◆ **What is being asked**: Each entry that follows is to be duplicated exactly, without its images.

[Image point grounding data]
========

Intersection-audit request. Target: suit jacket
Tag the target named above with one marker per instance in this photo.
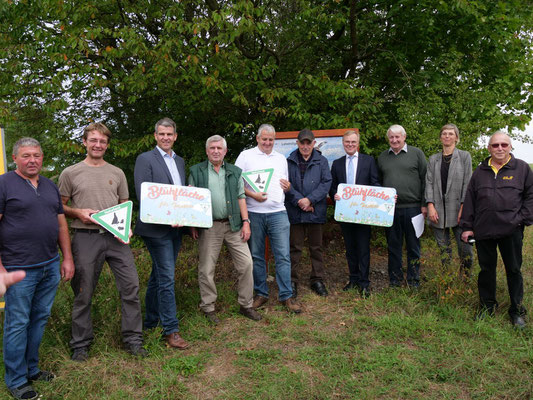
(366, 174)
(151, 167)
(458, 177)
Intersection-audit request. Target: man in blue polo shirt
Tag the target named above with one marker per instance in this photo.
(32, 224)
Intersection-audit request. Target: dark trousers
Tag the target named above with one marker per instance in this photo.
(90, 250)
(313, 232)
(357, 244)
(403, 227)
(511, 252)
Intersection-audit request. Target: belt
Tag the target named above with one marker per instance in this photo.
(84, 230)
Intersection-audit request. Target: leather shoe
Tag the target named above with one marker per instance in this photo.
(212, 317)
(319, 288)
(259, 301)
(292, 306)
(294, 287)
(176, 341)
(518, 321)
(249, 312)
(349, 286)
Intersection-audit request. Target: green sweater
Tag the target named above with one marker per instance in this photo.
(406, 172)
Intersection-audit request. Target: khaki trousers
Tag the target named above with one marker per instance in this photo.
(210, 243)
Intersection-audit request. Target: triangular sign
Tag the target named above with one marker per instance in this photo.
(259, 180)
(116, 220)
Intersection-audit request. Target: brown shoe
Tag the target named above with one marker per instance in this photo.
(176, 341)
(259, 301)
(249, 312)
(292, 306)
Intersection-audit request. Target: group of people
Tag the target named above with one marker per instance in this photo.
(493, 207)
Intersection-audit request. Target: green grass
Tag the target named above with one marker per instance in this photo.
(397, 344)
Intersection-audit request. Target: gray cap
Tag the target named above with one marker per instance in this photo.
(306, 134)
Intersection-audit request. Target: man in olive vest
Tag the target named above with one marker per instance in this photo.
(230, 225)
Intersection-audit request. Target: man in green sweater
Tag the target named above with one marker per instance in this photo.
(403, 167)
(230, 225)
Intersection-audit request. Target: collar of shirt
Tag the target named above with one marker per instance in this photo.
(165, 154)
(404, 148)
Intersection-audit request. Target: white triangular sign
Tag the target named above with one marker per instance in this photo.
(116, 219)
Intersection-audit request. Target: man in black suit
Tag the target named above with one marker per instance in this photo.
(360, 169)
(161, 165)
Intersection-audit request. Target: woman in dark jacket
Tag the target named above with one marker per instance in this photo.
(447, 179)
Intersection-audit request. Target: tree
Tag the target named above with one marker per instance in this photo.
(226, 66)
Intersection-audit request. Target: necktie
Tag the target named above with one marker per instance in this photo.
(350, 179)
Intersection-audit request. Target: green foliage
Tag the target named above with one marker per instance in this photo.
(225, 66)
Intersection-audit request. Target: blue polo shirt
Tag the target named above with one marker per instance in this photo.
(29, 227)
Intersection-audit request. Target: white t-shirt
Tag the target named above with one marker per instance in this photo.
(254, 159)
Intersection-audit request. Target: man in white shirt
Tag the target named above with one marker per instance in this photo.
(268, 217)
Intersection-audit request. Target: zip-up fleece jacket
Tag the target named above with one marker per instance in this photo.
(496, 205)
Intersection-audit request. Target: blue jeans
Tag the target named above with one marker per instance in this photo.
(277, 227)
(402, 226)
(28, 305)
(160, 294)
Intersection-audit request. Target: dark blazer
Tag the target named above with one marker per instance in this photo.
(151, 167)
(366, 174)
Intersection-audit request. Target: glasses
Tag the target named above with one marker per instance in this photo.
(502, 145)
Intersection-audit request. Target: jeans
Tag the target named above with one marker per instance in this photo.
(160, 293)
(277, 227)
(28, 306)
(403, 226)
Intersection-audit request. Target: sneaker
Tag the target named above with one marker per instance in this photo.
(292, 306)
(249, 312)
(24, 392)
(136, 349)
(44, 376)
(80, 354)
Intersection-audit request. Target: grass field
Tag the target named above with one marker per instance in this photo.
(397, 344)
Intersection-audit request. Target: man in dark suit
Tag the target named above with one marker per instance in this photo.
(161, 165)
(360, 169)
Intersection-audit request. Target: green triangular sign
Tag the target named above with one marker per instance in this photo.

========

◆ **Result of this exercise**:
Intersection-audit request. Target: suit jacket
Tag the target named above with one marker per instance in this photo.
(366, 174)
(151, 167)
(458, 177)
Intersection-audit request. Target: man in blue polo shirt
Tag the target named above with one marker per instance in this photo.
(32, 224)
Intersection-audit request. Target: dark trousers
Tag the target named above with one marker per instance in this photo.
(90, 250)
(313, 232)
(357, 244)
(403, 227)
(511, 252)
Intersection-audit request. Target: belt
Tag the target named above with one marker per instance in this photo.
(84, 230)
Intersection-audit request. Target: leather shoe
Tag the target named above with one marker per instance in this photo.
(212, 317)
(319, 288)
(259, 301)
(292, 306)
(294, 287)
(176, 341)
(518, 321)
(249, 312)
(349, 286)
Intersection-audit request. Target: green sweater
Tag the target named above with one marker per instance in this photo.
(406, 172)
Intersection-audit request. Target: khaki trousers
Tag the target named above with one marker per instance in this photo.
(210, 243)
Intersection-audit request. Target: triangular sign
Tag the target named above with one marker per instance in this photo.
(259, 180)
(116, 220)
Intersection-audit request. Target: brown shoe
Tag the target named above with one marker per instance in this photo.
(176, 341)
(259, 301)
(249, 312)
(292, 306)
Intersection-audit request. Target: group of people
Tag the target named above with one marker per instance in this photo.
(493, 207)
Intersection-audit request. Target: green grass
Tag the target named above with one marker per instance in this photo.
(397, 344)
Intersection-audit request. Target: gray cap
Tag the target named above with one marker per instance in this photo.
(306, 134)
Intersection-audit request. Target: man in olive vest
Tag the target named above with one marker per instance in this photo.
(230, 225)
Intersection-audit request. Target: man in green sweater
Tag the target named above with one marker per instance in this photo.
(403, 167)
(230, 225)
Intersection-audit request. Target: collar of shirt
Tag the target named above with one marker per instance in this photo.
(165, 154)
(404, 148)
Intersection-audit request. Target: white triangular sign
Tag the target named above with one marker per instance in this photo.
(116, 219)
Intersection-audit request. Target: man in black suit
Tag the target named above with one marker per instance in this photo.
(360, 169)
(161, 165)
Intersection-audit request. Target: woman in dark jacket
Tag the target named above with one marker per instance in this photo.
(447, 179)
Intersection-audit request. Target: tree
Tag the target named above with one marker per instance in this photo.
(226, 66)
Intersection-audit request. Target: necktie
Tag the target named above with one marker per instance in this photo.
(350, 179)
Intersection-audit request. Target: green foliage
Tag the target named above with one marker per instance in this photo.
(225, 66)
Intersection-audit request. Target: blue polo shirt
Tag the target named above with one marker per instance in this photo.
(29, 227)
Intersection-audit request. Target: white t-shirt
Tag the target named above with one marker per instance in this photo.
(254, 159)
Intersection-audit request. Target: man in white shirt
Tag the target named above with one marker per instance in this photo.
(268, 217)
Intersection-audit request. Target: zip-up fleece jacket
Tag the target named above with one marker per instance in this photo.
(496, 205)
Intersection-audit request. Target: blue jeans
Tag the target named above with one marker per instance in this photo.
(277, 227)
(402, 226)
(28, 305)
(160, 294)
Intersection-audit request. Target: dark blazer
Tag the target named above with one marker per instance in this photo.
(151, 167)
(366, 174)
Intersection-audit request. Target: glasses
Tag the target named above with one marker per instance in this photo.
(502, 145)
Intersection-audit request. Target: jeans
Tag the target named above with one marker per instance in this photo.
(160, 293)
(277, 227)
(28, 306)
(403, 226)
Intersection-audit request. Target: sneaker
Tag the target named above with one marker per instance in this photo.
(292, 306)
(249, 312)
(24, 392)
(136, 349)
(44, 376)
(80, 354)
Intersection-audit request. Target: grass field
Tag the target named above with one marker per instance in this photo.
(397, 344)
Intersection-audit request. Target: man in dark suit
Tag the target named above with one marker per instance in this photo.
(161, 165)
(360, 169)
Intersection-audit request. Target: green triangular sign
Tag the target named above with one marker per instance in this photo.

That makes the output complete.